(Stored entries)
# # # #

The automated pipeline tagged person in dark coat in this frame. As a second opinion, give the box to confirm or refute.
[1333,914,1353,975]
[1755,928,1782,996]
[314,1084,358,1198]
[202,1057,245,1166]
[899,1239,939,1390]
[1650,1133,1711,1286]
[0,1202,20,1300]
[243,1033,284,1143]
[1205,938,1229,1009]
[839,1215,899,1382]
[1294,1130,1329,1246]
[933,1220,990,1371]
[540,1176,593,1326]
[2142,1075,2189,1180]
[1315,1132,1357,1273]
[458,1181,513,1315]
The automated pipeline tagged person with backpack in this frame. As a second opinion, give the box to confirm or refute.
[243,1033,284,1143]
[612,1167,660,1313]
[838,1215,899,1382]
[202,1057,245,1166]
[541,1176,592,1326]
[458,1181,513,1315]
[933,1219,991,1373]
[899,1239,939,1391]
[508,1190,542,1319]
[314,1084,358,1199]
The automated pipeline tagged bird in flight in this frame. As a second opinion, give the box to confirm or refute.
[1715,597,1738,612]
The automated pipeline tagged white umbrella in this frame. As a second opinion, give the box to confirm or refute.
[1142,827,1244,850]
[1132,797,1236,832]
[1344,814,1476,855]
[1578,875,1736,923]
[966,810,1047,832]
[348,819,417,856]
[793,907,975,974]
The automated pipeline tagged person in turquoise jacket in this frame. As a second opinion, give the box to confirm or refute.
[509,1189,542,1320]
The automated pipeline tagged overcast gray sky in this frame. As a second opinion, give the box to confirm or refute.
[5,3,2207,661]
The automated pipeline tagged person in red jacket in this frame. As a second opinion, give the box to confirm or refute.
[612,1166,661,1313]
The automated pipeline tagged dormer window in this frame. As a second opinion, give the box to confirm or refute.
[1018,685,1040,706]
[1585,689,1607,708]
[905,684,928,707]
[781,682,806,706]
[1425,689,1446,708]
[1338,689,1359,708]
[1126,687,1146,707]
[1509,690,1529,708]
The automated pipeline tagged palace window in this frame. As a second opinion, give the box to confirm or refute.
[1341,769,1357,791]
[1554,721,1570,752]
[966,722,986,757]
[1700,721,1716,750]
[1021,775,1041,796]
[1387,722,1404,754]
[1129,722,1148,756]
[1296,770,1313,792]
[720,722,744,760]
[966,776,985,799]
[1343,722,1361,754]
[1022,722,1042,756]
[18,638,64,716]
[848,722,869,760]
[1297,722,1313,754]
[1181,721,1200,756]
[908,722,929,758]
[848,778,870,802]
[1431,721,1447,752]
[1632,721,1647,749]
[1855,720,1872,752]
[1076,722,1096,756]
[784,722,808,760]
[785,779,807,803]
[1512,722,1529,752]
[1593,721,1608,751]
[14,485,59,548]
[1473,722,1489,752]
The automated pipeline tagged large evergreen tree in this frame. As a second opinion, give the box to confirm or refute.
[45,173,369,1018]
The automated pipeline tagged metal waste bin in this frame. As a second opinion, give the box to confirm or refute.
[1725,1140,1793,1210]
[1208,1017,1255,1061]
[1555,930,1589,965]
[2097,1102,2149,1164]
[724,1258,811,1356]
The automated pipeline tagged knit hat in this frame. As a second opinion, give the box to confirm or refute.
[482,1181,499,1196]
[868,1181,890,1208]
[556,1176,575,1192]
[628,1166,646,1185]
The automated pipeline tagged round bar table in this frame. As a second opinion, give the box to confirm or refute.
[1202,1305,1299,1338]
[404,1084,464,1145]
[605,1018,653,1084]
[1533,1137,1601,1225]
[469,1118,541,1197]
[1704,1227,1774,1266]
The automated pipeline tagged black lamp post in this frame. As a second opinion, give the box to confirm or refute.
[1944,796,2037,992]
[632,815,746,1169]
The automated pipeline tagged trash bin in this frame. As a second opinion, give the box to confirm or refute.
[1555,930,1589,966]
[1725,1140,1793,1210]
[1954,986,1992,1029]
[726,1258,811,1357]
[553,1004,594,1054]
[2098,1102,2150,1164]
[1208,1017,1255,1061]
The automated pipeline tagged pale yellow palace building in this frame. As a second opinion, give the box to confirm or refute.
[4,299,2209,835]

# # # #

From the line containing "The automated pipeline tagged trash" down to the last line of the records, transcribe every line exactly and add nothing else.

The automated pipeline tagged trash bin in this frame. As a second opinion, give the box to confirm or refute.
[1555,930,1589,966]
[1725,1140,1793,1210]
[1954,986,1992,1029]
[726,1258,811,1357]
[553,1004,594,1054]
[2098,1102,2150,1164]
[1208,1017,1255,1061]
The automated pipeline tagged pale yellow palace building in this frame. As a second opinion, give the box to confirm or refute.
[4,299,2209,835]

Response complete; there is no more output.